## Activity
What's wanted is the full listing, reproduced exactly.

## Dataset excerpts
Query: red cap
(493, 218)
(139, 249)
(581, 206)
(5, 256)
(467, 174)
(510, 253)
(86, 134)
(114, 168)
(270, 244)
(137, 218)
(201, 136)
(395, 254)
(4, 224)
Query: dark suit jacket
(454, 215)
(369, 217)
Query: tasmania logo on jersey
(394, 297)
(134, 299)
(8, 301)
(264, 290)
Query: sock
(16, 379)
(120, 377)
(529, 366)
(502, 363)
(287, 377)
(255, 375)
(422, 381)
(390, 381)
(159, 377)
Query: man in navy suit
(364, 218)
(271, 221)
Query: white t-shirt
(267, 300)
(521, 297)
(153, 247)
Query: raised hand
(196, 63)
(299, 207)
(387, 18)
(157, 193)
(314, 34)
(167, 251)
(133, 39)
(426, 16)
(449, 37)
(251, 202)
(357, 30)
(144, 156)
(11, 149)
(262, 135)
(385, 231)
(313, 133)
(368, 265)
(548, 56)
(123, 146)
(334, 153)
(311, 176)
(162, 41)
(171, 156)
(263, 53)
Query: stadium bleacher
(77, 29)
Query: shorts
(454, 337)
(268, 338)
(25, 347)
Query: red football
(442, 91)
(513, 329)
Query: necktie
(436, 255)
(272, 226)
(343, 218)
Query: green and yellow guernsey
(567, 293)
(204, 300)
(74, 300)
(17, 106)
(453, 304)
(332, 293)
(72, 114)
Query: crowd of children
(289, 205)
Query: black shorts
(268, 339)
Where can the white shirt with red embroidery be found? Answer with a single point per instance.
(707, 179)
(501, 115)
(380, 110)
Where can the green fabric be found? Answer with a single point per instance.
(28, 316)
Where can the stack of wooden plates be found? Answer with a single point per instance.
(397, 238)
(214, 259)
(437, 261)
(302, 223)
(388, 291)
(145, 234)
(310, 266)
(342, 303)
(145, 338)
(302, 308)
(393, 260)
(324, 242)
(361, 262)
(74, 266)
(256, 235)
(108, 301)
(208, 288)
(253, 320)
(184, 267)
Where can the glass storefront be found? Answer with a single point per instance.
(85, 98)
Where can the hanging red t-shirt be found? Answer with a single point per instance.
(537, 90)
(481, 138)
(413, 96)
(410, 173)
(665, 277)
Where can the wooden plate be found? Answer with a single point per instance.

## Solution to the exercise
Query: red cap
(493, 218)
(139, 249)
(581, 206)
(5, 256)
(467, 174)
(510, 253)
(86, 134)
(114, 168)
(270, 244)
(137, 218)
(201, 136)
(395, 254)
(4, 224)
Query: dark suit jacket
(454, 215)
(369, 217)
Query: tasmania logo on jersey
(394, 297)
(134, 299)
(8, 301)
(264, 290)
Query: sock
(16, 379)
(120, 377)
(529, 366)
(502, 363)
(287, 377)
(255, 375)
(422, 381)
(390, 381)
(159, 377)
Query: man in navy suit
(364, 218)
(271, 221)
Query: white t-shirt
(267, 300)
(521, 297)
(153, 247)
Query: raised hand
(196, 63)
(299, 207)
(387, 18)
(157, 193)
(314, 34)
(167, 251)
(133, 39)
(426, 16)
(449, 37)
(251, 202)
(357, 30)
(144, 156)
(11, 149)
(262, 135)
(385, 231)
(313, 133)
(368, 265)
(548, 56)
(123, 146)
(334, 153)
(311, 176)
(162, 41)
(171, 156)
(263, 53)
Query: stadium bleacher
(77, 29)
Query: shorts
(454, 337)
(268, 338)
(25, 347)
Query: red football
(442, 91)
(513, 329)
Query: necktie
(436, 255)
(272, 226)
(343, 218)
Query: green and yellow guernsey
(567, 293)
(204, 300)
(74, 300)
(17, 106)
(453, 304)
(332, 293)
(72, 114)
Query: crowd of children
(289, 205)
Query: black shorts
(268, 339)
Where can the white shirt with red embroidery be found? Answer with a single point per instance.
(707, 179)
(501, 115)
(380, 110)
Where can the green fabric be found? Answer with a single point per instance.
(28, 316)
Where can the stack of wooden plates be found? Answer with a single point per instance.
(397, 238)
(214, 259)
(437, 261)
(302, 223)
(388, 291)
(145, 234)
(310, 266)
(342, 303)
(145, 338)
(302, 308)
(393, 260)
(324, 242)
(361, 262)
(74, 266)
(256, 235)
(108, 301)
(208, 288)
(253, 320)
(184, 267)
Where can the glass storefront be found? Answer with a single point per instance.
(85, 98)
Where can the hanging red t-shirt be found? Answer with a single point per instance.
(537, 90)
(481, 138)
(413, 96)
(410, 173)
(665, 277)
Where can the wooden plate be found? Answer with a single point per instance.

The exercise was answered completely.